[[ Excerpted passage open ]]

- Jan 23, 2018
You're referring to reducing the impact on hospitals, and that is what the vaccine should be used for, and given to those in risk groups such as the elderly, those with comorbidities and compromised immune systems, these are the persons most likely to end up in hospital. My point is vaccines aren't the solution to end the pandemic but it can be used as a tool to reduce severity of illness in risk groups and reduce the impact on hospitals.
And why did it spread during lockdown? Because we didn't do mandatory testing, we didn't detect those who were infected because many people can be asymptomatic. If people want to work, then they need to have a negative test, if they are positive then they must isolate until recovered. That's how we slow down the transmission.
Your solution makes no sense, you're saying make the virus more widespread so everyone gains immunity, why not do the opposite, detect who is infected, slow down the transmission and eventually contain the virus so it becomes endemic to certain regions and eventually dies out, exactly how they controlled other virus outbreaks like Ebola.
Comparing Ebola to COVID-19 isn't comparing apples to apples, Ebola has a case fatality rate from 25% up to 90% in some cases while COVID-19 is barely 2% at the moment. As much as people hate to hear it, the SARS-CoV-2 virus is very much like the influenza virus, and neither will die out for many, many, many, many years to come. So it is best we learn to live with it, manage it's risks and end this nonsense of locking otherwise perfectly healthy people away and potentially destroying livelihoods.

[[ Excerpted passage closed ]]
[[ Given material open ]]

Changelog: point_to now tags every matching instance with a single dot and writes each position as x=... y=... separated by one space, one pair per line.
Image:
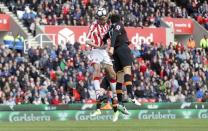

[[ Given material closed ]]

▸ Brief 1
According to the COVID-19 discussion, what case fatality rate does Ebola have?
▸ Brief 2
Summarize the COVID-19 discussion in three sentences.

▸ Answer box 1
From 25% up to 90% in some cases.

▸ Answer box 2
One view holds that vaccines will not end the pandemic but should go to risk groups, such as the elderly and people with comorbidities or compromised immune systems, to reduce severe illness and the impact on hospitals. It also argues that mandatory testing and isolating those who test positive would slow transmission and could eventually contain the virus, as was done with Ebola. The reply rejects the Ebola comparison because COVID-19 has a far lower fatality rate, likens SARS-CoV-2 to influenza, which will not die out for many years, and calls for living with the virus instead of locking healthy people away.